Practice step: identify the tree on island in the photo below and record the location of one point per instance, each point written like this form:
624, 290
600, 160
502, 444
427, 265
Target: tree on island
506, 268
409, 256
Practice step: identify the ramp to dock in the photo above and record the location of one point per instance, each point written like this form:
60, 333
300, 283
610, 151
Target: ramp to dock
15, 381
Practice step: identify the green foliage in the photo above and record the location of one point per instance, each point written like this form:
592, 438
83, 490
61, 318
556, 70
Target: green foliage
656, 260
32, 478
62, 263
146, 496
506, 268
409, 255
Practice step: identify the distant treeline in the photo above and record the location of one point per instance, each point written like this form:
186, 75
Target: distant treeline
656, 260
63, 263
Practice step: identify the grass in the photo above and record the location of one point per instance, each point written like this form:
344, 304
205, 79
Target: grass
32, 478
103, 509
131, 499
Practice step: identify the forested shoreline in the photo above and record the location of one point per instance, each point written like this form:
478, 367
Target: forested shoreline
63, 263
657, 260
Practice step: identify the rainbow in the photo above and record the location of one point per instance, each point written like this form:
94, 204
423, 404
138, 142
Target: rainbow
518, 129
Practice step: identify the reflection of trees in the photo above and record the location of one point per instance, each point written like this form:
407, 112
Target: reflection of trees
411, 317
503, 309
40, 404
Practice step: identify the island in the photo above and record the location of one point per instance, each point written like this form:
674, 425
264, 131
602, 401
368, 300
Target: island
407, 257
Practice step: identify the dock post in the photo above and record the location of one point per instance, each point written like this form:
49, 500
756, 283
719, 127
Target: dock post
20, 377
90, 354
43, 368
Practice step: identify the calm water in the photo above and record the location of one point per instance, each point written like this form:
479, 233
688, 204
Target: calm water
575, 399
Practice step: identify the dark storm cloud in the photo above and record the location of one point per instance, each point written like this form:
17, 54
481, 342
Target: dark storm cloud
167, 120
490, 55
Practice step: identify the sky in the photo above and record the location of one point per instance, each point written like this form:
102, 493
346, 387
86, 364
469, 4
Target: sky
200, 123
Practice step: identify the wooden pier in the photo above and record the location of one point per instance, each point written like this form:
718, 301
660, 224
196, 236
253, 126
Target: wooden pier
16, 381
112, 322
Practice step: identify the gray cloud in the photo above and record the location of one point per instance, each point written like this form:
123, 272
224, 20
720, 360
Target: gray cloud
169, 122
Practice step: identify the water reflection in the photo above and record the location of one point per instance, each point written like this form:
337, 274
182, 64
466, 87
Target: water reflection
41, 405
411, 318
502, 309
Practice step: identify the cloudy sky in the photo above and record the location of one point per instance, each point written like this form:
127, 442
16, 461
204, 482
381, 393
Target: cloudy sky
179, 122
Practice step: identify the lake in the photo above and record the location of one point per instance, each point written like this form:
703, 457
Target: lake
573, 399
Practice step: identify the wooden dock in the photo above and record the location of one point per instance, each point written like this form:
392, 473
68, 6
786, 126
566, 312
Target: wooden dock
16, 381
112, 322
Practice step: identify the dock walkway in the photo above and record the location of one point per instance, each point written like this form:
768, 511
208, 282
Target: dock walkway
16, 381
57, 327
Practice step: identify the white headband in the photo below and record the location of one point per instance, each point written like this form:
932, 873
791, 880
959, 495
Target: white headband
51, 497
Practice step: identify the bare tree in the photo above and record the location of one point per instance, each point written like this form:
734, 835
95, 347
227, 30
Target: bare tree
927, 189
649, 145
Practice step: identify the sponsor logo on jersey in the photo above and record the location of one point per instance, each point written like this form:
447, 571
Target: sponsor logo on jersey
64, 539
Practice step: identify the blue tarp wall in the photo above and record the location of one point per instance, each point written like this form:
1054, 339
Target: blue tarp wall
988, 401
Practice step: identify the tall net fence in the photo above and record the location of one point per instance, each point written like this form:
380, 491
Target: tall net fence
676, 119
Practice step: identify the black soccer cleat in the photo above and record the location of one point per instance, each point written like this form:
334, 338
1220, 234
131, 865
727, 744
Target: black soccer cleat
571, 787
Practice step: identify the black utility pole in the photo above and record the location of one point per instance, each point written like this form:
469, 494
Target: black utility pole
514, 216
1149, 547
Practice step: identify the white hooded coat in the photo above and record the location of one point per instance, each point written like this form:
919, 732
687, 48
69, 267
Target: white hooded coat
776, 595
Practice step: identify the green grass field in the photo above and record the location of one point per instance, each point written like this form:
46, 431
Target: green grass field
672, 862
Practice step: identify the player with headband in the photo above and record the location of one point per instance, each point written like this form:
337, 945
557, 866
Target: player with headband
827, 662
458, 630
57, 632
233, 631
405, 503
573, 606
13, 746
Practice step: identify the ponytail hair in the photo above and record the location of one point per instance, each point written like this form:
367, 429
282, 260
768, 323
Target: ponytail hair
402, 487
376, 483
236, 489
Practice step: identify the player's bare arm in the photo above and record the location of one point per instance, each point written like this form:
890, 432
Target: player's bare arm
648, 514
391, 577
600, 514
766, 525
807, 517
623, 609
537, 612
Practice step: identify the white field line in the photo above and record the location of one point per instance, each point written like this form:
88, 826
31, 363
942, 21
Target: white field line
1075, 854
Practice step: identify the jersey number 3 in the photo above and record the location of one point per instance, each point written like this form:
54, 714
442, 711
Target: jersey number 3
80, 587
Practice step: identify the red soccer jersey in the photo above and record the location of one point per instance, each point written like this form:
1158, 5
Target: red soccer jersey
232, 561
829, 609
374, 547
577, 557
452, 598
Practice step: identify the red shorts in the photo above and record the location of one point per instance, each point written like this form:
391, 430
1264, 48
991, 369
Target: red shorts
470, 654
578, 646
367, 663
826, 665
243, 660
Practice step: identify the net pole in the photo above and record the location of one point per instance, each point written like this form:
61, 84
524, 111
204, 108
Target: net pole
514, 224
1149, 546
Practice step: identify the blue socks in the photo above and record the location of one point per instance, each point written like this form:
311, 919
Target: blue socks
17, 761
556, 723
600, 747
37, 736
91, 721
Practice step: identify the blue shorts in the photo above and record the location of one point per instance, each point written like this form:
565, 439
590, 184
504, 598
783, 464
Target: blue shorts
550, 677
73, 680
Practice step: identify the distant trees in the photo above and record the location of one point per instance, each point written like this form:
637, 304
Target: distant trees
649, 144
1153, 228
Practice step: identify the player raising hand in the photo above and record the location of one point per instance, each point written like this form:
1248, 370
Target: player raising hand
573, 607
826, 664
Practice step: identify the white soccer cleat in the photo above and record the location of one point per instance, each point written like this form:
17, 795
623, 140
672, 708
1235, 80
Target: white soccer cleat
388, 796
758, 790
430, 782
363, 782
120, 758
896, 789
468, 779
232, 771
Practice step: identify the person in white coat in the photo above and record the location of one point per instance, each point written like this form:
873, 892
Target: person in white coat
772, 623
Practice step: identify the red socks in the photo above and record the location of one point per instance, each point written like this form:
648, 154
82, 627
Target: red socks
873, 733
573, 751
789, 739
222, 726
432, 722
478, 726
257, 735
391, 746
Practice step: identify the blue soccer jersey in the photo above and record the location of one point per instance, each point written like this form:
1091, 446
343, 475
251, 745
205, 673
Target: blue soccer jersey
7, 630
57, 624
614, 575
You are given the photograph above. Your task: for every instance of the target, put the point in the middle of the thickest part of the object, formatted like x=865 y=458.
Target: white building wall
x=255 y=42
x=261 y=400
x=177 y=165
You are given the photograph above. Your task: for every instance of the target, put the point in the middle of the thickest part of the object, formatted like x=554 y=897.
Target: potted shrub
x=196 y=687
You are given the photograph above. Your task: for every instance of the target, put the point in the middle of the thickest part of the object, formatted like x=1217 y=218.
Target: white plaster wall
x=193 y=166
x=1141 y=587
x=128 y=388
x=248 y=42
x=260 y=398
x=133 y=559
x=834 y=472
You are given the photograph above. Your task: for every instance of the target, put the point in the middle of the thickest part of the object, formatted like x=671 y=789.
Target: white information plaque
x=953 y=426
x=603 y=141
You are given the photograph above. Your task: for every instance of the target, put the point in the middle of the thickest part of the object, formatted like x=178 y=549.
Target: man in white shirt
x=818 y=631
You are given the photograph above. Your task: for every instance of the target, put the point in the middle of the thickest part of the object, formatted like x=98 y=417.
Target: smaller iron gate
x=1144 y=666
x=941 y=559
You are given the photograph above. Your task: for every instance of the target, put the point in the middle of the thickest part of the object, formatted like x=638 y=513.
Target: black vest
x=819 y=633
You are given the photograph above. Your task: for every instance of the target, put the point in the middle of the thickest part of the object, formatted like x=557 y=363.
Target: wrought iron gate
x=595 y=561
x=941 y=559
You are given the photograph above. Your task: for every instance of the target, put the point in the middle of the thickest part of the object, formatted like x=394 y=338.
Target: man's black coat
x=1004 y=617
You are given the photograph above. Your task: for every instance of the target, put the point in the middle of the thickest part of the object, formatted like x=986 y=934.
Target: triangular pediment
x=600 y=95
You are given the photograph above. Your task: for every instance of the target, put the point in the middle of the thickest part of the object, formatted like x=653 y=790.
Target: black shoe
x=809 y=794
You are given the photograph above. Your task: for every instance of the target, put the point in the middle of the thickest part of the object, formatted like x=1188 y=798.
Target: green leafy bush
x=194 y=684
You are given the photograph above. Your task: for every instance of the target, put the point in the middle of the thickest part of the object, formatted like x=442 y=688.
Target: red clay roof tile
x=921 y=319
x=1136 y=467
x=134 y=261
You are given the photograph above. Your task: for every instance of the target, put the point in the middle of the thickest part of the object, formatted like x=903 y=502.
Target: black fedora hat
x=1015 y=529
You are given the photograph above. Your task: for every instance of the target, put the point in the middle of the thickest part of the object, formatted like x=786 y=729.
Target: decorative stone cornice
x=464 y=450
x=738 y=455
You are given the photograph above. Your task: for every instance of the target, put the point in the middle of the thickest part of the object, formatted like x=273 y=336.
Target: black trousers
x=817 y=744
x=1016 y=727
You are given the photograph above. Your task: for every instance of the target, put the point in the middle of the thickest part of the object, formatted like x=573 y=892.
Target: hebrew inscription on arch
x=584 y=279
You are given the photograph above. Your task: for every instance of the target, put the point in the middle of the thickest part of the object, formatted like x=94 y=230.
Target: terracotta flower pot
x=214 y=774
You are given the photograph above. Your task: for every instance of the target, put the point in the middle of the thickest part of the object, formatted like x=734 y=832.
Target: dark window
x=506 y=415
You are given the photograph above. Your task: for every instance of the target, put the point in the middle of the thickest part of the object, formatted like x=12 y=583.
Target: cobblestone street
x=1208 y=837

━━━━━━

__Exercise goal__
Retype exactly the lines from the one containing "like x=786 y=729." through the last line of the records above, including both.

__The completed task__
You are given the photograph above. Your task: for every instance of the target, put the point in the middle of the thickest part of the object, formatted like x=786 y=729.
Target: decorative stone cornice
x=464 y=450
x=738 y=455
You are given the photograph above. Your task: for every instance of the target, put the point in the middle of the thickest part of the object, formatted like x=273 y=336.
Target: black trousers
x=817 y=744
x=1016 y=727
You are given the photograph above. Your task: for every instance of the target, put the point in the middle of the thickest part of the object, formatted like x=573 y=892.
Target: hebrew inscription on arch
x=584 y=279
You are given the photograph above. Your task: for every instance of the target, put the point in the middle of the thickest part of the object, formatted like x=94 y=230.
Target: terracotta flower pot
x=214 y=774
You are given the photograph above. Your task: for every instance of the target, put the point in the middle of the thickest part of the object, formatted like x=734 y=832.
Target: dark window
x=506 y=415
You are given the photograph above. Your task: for every instance of the target, put the point in the middle of the thickest part of the object, formatted like x=12 y=583.
Target: cobblestone street
x=1208 y=837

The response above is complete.